## DOCUMENT EXCERPT
_ _ _ _ _ _ _
While we would love to say that all you need to be a successful musician is talent and passion, this unfortunately is not always the case. Instead, you might need a little of something else: money.
It’s not fun, and it Certainly isn’t always easy, but funding your musical projects is of extreme importance, especially if you’re just starting out.
Yes, it’s true that making music and getting it out to the public is easier than ever (in some ways at least), thanks to new technology and social platforms (looking at you, TikTok). However, if you want to make music a full-time gig, you might need some extra help.
Why Do You Need Funding?
While you can fairly easily make and record music from your own space and gaining listeners can happen by being active on the relevant social media sites, it wouldn’t hurt to have some additional funds as a musician.
For a lot of independent artists, music isn’t their full-time job. What does this mean? Well, in these situations, those musicians don’t have the time they would like to dedicate to their music projects.
So if you want to focus exclusively on your music and still be able to have a roof over your head and food in your belly, it’s time to find some funding.
Whether it’s paying for certain equipment or studio time or providing a source of income for yourself while you work on your art, funding can be incredibly valuable.
What Kind of Funding Is Out There?
One of the best ways to get funding as a musician is through grants. Maybe you’ve heard of grants before but are entirely sure what they are or how they could possibly help you.
Let’s dive in.
Grants.gov defines a grant as a way the government funds your ideas and projects to provide public services and stimulate the economy, but grants don’t have to only come from the government.
_ _ _ _ _ _ _
## ENTRIES PROVIDED
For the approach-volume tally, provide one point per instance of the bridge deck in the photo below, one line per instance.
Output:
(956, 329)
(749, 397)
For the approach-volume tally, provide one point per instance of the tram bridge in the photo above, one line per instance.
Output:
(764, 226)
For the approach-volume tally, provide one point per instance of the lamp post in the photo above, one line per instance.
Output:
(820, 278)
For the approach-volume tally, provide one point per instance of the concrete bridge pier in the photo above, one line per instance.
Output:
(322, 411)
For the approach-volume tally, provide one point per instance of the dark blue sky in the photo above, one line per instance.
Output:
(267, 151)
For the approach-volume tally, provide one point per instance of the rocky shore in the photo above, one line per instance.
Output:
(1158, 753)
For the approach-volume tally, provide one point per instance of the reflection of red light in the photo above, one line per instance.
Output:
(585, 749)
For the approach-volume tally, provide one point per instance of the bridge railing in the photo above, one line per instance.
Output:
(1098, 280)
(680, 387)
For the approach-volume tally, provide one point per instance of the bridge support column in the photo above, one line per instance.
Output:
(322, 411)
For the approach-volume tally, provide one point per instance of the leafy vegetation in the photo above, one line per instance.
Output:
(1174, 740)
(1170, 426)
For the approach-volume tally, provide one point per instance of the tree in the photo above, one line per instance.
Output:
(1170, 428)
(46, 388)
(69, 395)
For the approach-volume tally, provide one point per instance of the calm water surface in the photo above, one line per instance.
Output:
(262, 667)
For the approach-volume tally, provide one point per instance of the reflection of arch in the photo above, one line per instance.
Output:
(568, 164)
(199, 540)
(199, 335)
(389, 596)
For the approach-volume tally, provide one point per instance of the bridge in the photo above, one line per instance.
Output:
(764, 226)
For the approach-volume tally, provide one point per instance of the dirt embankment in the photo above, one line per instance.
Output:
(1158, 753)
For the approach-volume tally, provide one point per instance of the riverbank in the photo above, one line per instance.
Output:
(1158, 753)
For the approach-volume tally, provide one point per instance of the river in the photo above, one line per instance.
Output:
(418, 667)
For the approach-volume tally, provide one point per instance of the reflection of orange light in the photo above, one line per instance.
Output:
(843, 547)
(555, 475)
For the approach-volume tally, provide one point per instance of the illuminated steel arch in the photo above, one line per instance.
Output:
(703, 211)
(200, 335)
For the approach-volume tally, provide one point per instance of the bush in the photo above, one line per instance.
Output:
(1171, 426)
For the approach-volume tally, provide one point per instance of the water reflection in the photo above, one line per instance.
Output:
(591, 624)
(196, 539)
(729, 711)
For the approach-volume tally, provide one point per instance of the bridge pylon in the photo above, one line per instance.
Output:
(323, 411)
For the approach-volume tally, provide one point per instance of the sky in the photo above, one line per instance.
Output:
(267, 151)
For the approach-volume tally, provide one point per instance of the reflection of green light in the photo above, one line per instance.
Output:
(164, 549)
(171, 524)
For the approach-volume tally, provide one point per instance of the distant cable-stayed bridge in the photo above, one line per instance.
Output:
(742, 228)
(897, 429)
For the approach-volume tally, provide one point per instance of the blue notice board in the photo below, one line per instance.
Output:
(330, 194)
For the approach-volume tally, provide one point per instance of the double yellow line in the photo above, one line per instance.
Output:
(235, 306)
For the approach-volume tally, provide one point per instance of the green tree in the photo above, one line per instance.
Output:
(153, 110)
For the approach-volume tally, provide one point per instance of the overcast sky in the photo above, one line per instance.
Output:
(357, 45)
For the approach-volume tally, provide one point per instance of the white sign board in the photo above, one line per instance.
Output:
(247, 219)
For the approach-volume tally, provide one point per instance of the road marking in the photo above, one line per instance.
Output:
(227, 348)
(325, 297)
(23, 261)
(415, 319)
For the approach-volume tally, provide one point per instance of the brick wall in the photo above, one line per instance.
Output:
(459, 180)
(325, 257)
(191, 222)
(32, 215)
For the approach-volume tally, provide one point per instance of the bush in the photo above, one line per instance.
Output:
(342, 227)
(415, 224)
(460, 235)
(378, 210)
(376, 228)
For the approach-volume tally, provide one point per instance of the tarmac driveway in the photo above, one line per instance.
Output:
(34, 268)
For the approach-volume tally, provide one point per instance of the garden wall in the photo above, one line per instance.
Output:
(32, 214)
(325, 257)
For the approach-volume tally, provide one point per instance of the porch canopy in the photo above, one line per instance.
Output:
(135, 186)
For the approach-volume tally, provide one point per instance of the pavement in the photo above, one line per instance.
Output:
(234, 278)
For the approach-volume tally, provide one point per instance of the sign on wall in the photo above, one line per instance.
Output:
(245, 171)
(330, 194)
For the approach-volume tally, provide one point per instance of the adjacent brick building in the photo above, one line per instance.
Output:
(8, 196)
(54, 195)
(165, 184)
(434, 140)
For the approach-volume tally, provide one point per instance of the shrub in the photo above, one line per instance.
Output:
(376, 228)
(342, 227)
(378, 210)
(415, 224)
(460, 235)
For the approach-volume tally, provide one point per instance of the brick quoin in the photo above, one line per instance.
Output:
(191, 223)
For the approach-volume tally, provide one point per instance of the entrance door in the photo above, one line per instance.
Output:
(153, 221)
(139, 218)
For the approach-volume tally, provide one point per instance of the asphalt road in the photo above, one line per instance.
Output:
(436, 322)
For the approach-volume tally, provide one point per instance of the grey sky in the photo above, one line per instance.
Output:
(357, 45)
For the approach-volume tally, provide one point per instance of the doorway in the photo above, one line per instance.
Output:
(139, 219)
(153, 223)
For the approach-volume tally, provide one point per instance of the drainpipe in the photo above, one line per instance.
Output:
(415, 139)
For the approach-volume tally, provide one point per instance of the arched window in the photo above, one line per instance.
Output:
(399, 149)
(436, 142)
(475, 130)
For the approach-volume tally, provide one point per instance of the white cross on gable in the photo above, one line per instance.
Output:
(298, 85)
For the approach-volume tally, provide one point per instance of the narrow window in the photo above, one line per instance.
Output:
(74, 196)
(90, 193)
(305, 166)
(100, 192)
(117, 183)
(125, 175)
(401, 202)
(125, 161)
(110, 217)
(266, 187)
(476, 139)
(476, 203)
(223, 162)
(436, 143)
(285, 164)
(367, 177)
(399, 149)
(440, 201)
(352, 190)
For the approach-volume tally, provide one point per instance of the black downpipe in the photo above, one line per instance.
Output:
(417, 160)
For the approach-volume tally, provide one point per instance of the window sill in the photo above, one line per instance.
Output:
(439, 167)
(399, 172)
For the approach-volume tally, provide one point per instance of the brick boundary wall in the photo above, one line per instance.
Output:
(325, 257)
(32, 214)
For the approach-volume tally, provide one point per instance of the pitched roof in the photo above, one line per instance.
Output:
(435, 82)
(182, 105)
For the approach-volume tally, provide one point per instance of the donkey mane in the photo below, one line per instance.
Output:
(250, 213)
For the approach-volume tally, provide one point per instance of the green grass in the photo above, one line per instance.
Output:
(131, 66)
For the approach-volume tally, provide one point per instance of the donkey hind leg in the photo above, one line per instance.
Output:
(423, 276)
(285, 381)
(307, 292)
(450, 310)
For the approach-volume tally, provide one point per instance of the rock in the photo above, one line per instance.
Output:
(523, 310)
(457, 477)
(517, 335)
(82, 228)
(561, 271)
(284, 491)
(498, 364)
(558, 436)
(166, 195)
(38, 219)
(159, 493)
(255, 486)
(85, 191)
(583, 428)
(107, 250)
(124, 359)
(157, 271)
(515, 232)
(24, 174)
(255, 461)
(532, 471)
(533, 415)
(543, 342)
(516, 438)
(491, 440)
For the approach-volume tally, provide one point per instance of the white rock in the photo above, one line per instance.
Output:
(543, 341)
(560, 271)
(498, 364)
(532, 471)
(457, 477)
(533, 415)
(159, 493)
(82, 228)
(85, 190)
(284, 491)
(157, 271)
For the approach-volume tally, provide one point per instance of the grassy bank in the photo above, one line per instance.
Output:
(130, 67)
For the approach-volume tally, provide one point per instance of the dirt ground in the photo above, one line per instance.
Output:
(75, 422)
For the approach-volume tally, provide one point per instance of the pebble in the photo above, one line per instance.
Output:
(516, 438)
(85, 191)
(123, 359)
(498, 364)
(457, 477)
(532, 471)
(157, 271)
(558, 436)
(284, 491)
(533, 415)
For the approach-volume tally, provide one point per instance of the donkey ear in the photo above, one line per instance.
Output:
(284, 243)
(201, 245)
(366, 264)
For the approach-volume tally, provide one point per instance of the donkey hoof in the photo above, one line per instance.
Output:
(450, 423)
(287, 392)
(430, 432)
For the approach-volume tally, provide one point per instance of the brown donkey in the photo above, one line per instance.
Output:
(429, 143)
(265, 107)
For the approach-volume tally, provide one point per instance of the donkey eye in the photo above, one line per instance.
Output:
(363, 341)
_ _ _ _ _ _ _
## TASK REQUIREMENTS
1. According to the text on funding musical projects, why might an independent musician need funding? Answer in one to three sentences.
2. In the text on funding musical projects, how does Grants.gov define a grant?
The material above comes from a separate source.

## PER-TASK ANSWERS
1. For many independent artists, music isn't their full-time job, so they lack the time they would like to give to their music projects. Funding would let a musician focus only on music while still covering basic needs like housing and food. It can also pay for equipment or studio time.

2. Grants.gov defines it as a way the government funds your ideas and projects to provide public services and stimulate the economy.